• _The task_:
Put each line of the entries below into a Markdown table with two columns, Row and Line. Number the rows in order and omit any blank lines.

• _Records shown_:
-*-
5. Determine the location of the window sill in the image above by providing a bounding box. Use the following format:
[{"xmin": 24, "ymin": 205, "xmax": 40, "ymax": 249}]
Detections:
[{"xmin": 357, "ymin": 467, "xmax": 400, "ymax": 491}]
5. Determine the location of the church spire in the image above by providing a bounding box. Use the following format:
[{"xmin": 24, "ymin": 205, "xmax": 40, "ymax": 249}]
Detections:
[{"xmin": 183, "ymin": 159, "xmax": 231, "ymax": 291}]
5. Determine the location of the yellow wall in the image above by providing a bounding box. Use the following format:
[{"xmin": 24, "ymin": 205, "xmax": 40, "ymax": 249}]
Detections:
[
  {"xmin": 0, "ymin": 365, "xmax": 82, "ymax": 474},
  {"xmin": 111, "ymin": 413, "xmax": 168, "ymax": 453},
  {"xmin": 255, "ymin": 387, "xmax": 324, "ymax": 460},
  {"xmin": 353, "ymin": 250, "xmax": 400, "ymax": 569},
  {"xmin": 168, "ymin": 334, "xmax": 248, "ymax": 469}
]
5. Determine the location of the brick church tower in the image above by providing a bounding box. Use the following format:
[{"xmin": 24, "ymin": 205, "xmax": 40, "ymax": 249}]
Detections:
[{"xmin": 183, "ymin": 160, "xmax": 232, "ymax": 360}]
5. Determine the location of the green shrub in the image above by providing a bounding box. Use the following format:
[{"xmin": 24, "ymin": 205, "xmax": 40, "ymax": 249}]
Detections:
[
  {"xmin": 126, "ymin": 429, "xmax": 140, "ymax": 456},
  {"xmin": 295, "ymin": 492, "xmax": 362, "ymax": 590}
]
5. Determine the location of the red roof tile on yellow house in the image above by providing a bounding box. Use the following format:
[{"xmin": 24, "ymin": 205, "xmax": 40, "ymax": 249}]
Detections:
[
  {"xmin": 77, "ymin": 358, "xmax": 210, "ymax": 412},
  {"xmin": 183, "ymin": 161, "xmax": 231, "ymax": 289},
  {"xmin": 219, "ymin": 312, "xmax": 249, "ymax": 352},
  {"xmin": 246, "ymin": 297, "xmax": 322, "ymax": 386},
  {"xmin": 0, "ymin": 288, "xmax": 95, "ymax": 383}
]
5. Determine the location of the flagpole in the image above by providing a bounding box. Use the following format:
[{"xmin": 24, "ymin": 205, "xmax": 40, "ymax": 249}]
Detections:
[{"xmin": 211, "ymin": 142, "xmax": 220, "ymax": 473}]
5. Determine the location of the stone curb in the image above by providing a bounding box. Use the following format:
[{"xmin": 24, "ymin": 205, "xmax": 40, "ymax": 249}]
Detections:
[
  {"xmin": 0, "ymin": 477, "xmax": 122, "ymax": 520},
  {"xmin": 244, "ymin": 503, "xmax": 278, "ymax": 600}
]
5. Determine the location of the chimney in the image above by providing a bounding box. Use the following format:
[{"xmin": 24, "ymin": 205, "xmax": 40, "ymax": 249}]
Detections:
-*-
• _Output of the task_:
| Row | Line |
|---|---|
| 1 | 5. Determine the location of the window sill in the image above by providing a bounding box. Use the following format: |
| 2 | [{"xmin": 24, "ymin": 205, "xmax": 40, "ymax": 249}] |
| 3 | Detections: |
| 4 | [{"xmin": 357, "ymin": 467, "xmax": 400, "ymax": 491}] |
| 5 | 5. Determine the location of the church spire in the image above by providing a bounding box. Use the following format: |
| 6 | [{"xmin": 24, "ymin": 205, "xmax": 40, "ymax": 249}] |
| 7 | Detections: |
| 8 | [{"xmin": 183, "ymin": 159, "xmax": 231, "ymax": 291}] |
| 9 | 5. Determine the location of the yellow wall in the image above by providing a bounding box. Use the following format: |
| 10 | [{"xmin": 24, "ymin": 205, "xmax": 40, "ymax": 249}] |
| 11 | Detections: |
| 12 | [ |
| 13 |   {"xmin": 0, "ymin": 365, "xmax": 82, "ymax": 474}, |
| 14 |   {"xmin": 111, "ymin": 413, "xmax": 168, "ymax": 453}, |
| 15 |   {"xmin": 255, "ymin": 387, "xmax": 324, "ymax": 460}, |
| 16 |   {"xmin": 353, "ymin": 250, "xmax": 400, "ymax": 569}, |
| 17 |   {"xmin": 168, "ymin": 334, "xmax": 248, "ymax": 469} |
| 18 | ] |
| 19 | 5. Determine the location of the brick church tower in the image above by providing a bounding box. Use the following format: |
| 20 | [{"xmin": 24, "ymin": 205, "xmax": 40, "ymax": 249}] |
| 21 | Detections: |
| 22 | [{"xmin": 183, "ymin": 160, "xmax": 232, "ymax": 360}] |
| 23 | 5. Determine the location of the green shrub in the image above by providing a bounding box. Use the following format: |
| 24 | [{"xmin": 24, "ymin": 205, "xmax": 40, "ymax": 249}] |
| 25 | Detections: |
| 26 | [ |
| 27 |   {"xmin": 126, "ymin": 429, "xmax": 140, "ymax": 456}, |
| 28 |   {"xmin": 295, "ymin": 492, "xmax": 362, "ymax": 590} |
| 29 | ] |
| 30 | 5. Determine the location of the red roof tile on yellow house in the image above by providing a bounding box. Use the following format: |
| 31 | [{"xmin": 24, "ymin": 205, "xmax": 40, "ymax": 249}] |
| 32 | Detections: |
| 33 | [ |
| 34 |   {"xmin": 77, "ymin": 358, "xmax": 210, "ymax": 412}, |
| 35 |   {"xmin": 183, "ymin": 161, "xmax": 231, "ymax": 289}, |
| 36 |   {"xmin": 219, "ymin": 312, "xmax": 249, "ymax": 352}, |
| 37 |   {"xmin": 246, "ymin": 297, "xmax": 322, "ymax": 386}, |
| 38 |   {"xmin": 0, "ymin": 288, "xmax": 95, "ymax": 383} |
| 39 | ] |
| 40 | 5. Determine the location of the flagpole in the image above by providing a bounding box. Use the following format: |
| 41 | [{"xmin": 24, "ymin": 205, "xmax": 40, "ymax": 249}] |
| 42 | Detections: |
| 43 | [{"xmin": 211, "ymin": 142, "xmax": 220, "ymax": 473}] |
| 44 | 5. Determine the location of the stone curb in the image above by providing a bounding box. Use the following format: |
| 45 | [{"xmin": 24, "ymin": 205, "xmax": 40, "ymax": 249}] |
| 46 | Detections: |
| 47 | [ |
| 48 |   {"xmin": 0, "ymin": 477, "xmax": 122, "ymax": 520}, |
| 49 |   {"xmin": 244, "ymin": 503, "xmax": 278, "ymax": 600} |
| 50 | ] |
| 51 | 5. Determine the location of the chimney in the image above by providing a bounding box. Use the following format: |
| 52 | [{"xmin": 24, "ymin": 205, "xmax": 40, "ymax": 249}] |
| 53 | Detections: |